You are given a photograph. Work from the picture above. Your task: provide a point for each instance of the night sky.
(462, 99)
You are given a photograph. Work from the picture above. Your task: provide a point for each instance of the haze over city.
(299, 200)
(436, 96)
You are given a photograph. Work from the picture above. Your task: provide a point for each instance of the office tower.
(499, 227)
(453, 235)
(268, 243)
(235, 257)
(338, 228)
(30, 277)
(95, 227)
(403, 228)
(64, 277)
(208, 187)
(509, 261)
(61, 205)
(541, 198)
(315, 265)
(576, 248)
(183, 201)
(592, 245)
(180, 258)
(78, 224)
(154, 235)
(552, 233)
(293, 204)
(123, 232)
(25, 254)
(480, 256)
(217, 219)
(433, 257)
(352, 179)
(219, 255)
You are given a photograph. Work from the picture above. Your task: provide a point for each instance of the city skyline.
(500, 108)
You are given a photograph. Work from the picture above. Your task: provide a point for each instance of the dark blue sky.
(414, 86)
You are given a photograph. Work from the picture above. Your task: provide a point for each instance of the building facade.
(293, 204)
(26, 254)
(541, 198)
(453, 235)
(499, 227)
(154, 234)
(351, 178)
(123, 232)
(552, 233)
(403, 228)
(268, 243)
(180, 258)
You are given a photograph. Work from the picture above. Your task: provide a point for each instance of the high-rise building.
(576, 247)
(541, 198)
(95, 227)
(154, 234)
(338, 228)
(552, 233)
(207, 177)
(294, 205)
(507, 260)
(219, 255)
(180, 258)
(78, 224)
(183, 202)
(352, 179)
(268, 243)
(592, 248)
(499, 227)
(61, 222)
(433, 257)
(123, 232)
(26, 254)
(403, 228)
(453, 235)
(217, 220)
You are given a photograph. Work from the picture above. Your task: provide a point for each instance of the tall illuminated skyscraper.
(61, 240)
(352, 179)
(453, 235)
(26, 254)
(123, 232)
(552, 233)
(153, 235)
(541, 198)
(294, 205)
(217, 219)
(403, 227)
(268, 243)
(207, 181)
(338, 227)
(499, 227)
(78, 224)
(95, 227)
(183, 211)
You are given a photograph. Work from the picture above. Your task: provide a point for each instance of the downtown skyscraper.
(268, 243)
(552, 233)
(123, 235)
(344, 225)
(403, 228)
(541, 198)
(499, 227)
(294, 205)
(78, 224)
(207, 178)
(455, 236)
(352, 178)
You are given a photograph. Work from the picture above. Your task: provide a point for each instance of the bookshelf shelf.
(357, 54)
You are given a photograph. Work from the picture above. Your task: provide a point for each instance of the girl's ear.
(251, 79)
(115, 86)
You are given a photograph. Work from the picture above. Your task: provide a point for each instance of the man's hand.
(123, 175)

========

■ WHAT IS REQUIRED
Transcribe the data above in full, exactly.

■ EXERCISE RESULT
You are given a photograph. Work from the picture above. Your task: provide a point for each instance of the night sky.
(462, 99)
You are given a photograph. Work from the picture above. Your task: provide a point for each instance of the haze over city.
(299, 200)
(436, 96)
You are given a photograph. Work from the picture above. Your task: provide a point for each instance of the office tower.
(499, 227)
(453, 235)
(268, 243)
(235, 257)
(338, 228)
(30, 277)
(95, 227)
(403, 228)
(64, 277)
(208, 187)
(509, 261)
(61, 205)
(541, 198)
(315, 265)
(576, 248)
(183, 201)
(592, 245)
(180, 258)
(78, 224)
(154, 235)
(552, 233)
(293, 204)
(123, 232)
(25, 254)
(480, 256)
(217, 219)
(433, 257)
(352, 179)
(219, 255)
You are given a photograph. Work from the picture above. Your task: provide a point for each instance of the city skyline.
(500, 108)
You are given a photograph. Work from the picture above. Your task: provide a point for each instance of the dark blue sky.
(414, 86)
You are given a photograph. Work from the picture above. Your task: provide a point for each instance of the building facade.
(293, 204)
(26, 254)
(541, 198)
(453, 235)
(499, 227)
(154, 234)
(351, 178)
(123, 232)
(552, 233)
(403, 228)
(268, 243)
(180, 258)
You are given a photograph. Work from the picture above. Your task: provide a point for each instance of the high-rise building.
(576, 247)
(541, 198)
(95, 227)
(154, 234)
(338, 228)
(552, 233)
(207, 177)
(294, 205)
(507, 260)
(219, 255)
(180, 258)
(78, 224)
(183, 202)
(352, 179)
(268, 243)
(592, 248)
(499, 227)
(61, 222)
(433, 257)
(123, 232)
(26, 254)
(403, 228)
(453, 235)
(217, 220)
You are given a photograph. Work from the picture above. Your task: provide a point for each instance of the tall illuminated skyscraper.
(61, 240)
(352, 179)
(453, 235)
(26, 254)
(123, 232)
(552, 233)
(153, 235)
(541, 198)
(294, 205)
(217, 219)
(403, 227)
(268, 243)
(207, 181)
(338, 227)
(499, 227)
(78, 224)
(95, 227)
(183, 211)
You are given a photograph. Work from the picture above. Your task: provide a point for each instance of the downtown skyscraper.
(268, 243)
(552, 233)
(123, 235)
(344, 225)
(403, 228)
(541, 198)
(499, 227)
(294, 205)
(78, 224)
(207, 178)
(455, 236)
(352, 178)
You are given a photograph. Work from the picture above. Your task: provide a point for each instance of the bookshelf shelf.
(357, 54)
You are given a photograph. Work from the picture above. Your task: provide a point for each instance of the girl's ear.
(251, 79)
(115, 86)
You are given a photograph. Work from the picture above. Your task: provide a point for each instance of the man's hand.
(123, 175)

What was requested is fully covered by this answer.